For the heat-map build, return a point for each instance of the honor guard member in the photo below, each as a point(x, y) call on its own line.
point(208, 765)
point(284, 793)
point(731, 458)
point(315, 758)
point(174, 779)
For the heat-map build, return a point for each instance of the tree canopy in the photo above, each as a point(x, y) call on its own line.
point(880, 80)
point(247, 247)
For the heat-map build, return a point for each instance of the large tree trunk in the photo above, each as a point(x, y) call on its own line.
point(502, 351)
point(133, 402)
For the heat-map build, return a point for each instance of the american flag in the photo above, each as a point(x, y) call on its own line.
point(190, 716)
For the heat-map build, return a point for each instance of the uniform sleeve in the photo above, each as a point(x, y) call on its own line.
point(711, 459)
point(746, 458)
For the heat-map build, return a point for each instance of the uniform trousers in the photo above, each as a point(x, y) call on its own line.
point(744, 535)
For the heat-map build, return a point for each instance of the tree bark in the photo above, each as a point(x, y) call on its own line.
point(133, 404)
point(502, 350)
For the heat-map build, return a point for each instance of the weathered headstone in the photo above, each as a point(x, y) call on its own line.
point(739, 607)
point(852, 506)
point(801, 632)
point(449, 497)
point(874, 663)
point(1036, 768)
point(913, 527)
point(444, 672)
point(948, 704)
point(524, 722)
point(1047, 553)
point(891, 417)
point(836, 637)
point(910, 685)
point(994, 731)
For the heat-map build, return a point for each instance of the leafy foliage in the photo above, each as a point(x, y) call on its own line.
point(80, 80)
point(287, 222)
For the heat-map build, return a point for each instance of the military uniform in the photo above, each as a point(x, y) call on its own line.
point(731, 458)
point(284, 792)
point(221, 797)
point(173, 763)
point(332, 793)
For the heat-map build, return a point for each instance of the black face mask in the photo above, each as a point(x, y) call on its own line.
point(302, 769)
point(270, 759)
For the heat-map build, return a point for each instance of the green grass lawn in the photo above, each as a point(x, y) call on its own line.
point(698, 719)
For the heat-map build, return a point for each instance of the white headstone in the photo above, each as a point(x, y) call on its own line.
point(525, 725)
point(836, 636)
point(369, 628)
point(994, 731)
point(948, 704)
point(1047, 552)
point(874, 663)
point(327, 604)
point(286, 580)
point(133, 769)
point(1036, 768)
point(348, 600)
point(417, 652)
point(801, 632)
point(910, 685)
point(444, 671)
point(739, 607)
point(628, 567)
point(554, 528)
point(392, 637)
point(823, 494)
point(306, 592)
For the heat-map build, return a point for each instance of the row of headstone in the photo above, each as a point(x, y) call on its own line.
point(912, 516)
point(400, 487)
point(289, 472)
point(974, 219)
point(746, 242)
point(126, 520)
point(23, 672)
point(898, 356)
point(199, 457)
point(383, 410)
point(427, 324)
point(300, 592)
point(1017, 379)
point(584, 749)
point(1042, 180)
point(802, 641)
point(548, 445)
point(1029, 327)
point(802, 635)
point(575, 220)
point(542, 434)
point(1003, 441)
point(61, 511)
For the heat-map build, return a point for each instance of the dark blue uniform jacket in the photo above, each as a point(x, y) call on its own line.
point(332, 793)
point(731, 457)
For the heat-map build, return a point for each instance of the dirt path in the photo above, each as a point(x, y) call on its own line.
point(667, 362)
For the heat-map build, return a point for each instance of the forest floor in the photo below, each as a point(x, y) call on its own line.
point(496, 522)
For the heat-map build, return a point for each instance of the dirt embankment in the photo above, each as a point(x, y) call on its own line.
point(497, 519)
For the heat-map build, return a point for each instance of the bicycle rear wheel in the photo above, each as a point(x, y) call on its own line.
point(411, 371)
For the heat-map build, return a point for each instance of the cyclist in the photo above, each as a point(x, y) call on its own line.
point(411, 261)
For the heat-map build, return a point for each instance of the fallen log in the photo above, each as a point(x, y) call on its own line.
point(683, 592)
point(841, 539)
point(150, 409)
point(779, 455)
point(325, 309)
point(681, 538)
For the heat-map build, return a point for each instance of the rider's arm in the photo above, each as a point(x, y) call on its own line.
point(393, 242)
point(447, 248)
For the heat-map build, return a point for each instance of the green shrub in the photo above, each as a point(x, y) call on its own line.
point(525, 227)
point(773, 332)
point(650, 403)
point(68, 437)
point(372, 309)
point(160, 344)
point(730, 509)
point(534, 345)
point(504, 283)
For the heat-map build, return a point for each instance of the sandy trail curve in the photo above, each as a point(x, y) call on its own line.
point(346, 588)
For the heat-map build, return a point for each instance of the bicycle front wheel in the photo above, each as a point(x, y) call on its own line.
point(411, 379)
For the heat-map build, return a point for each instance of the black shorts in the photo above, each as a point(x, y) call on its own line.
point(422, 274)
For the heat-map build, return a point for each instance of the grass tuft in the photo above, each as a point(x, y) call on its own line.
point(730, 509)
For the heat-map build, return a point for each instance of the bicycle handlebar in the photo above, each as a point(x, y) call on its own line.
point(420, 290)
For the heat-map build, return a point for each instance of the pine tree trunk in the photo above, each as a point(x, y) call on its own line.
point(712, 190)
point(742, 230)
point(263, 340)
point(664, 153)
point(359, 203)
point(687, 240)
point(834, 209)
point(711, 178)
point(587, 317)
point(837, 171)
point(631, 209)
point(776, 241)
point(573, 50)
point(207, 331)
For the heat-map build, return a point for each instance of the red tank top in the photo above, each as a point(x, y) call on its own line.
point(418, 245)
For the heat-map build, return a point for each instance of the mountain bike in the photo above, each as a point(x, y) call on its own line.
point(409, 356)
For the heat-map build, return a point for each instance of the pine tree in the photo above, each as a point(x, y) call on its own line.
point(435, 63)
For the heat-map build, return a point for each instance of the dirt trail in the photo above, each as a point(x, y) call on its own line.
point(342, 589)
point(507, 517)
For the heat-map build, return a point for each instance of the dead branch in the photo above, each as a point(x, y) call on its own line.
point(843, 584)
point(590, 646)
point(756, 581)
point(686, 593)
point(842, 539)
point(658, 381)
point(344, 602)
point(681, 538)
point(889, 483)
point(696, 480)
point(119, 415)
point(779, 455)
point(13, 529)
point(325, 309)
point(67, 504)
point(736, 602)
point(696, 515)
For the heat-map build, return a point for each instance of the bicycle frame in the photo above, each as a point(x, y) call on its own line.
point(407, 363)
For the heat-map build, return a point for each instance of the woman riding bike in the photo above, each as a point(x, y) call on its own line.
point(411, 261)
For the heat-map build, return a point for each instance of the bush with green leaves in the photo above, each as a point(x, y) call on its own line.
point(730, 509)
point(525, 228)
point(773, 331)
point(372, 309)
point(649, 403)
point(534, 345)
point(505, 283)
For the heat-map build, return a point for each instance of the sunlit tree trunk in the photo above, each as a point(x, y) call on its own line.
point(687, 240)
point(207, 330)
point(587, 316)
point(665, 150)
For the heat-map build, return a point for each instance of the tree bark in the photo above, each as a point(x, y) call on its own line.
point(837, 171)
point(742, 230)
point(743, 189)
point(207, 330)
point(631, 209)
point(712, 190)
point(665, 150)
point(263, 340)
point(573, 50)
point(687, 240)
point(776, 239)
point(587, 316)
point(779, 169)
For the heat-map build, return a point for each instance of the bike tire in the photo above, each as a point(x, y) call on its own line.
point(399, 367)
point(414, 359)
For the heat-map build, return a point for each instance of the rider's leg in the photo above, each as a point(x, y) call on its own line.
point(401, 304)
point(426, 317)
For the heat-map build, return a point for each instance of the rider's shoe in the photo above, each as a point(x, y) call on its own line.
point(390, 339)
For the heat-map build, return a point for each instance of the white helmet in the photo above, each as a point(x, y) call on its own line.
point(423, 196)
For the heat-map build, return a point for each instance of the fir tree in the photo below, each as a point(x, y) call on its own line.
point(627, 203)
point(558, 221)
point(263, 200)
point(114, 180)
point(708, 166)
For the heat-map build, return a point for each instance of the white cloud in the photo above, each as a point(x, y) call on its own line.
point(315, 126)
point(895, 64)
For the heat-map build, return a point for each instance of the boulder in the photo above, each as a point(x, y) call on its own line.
• • • • • • •
### What the task requires
An exact copy of the lines from the one containing "the rider's shoe" through the last line of the material, both included, is to be printed, and nothing else.

### Completed task
For the heat-map build, return a point for each instance of the rider's shoe in the photo above, each as a point(x, y) call on its own line.
point(390, 339)
For the heat-map build, return a point for each instance of the white helmet in the photo above, each as a point(x, y) call on its own line.
point(423, 196)
For the heat-map build, return a point for each instance of the fir tree in the photo below, each as a point(x, y) call on its own line.
point(627, 203)
point(558, 221)
point(263, 200)
point(114, 180)
point(708, 166)
For the heat-map build, return a point for each instance of the white cloud in the photo above, each as a point(x, y) call on its own line.
point(315, 126)
point(895, 64)
For the heat-map build, return a point for each instance of the boulder in the photo above, each as a point(x, y) call on its own line.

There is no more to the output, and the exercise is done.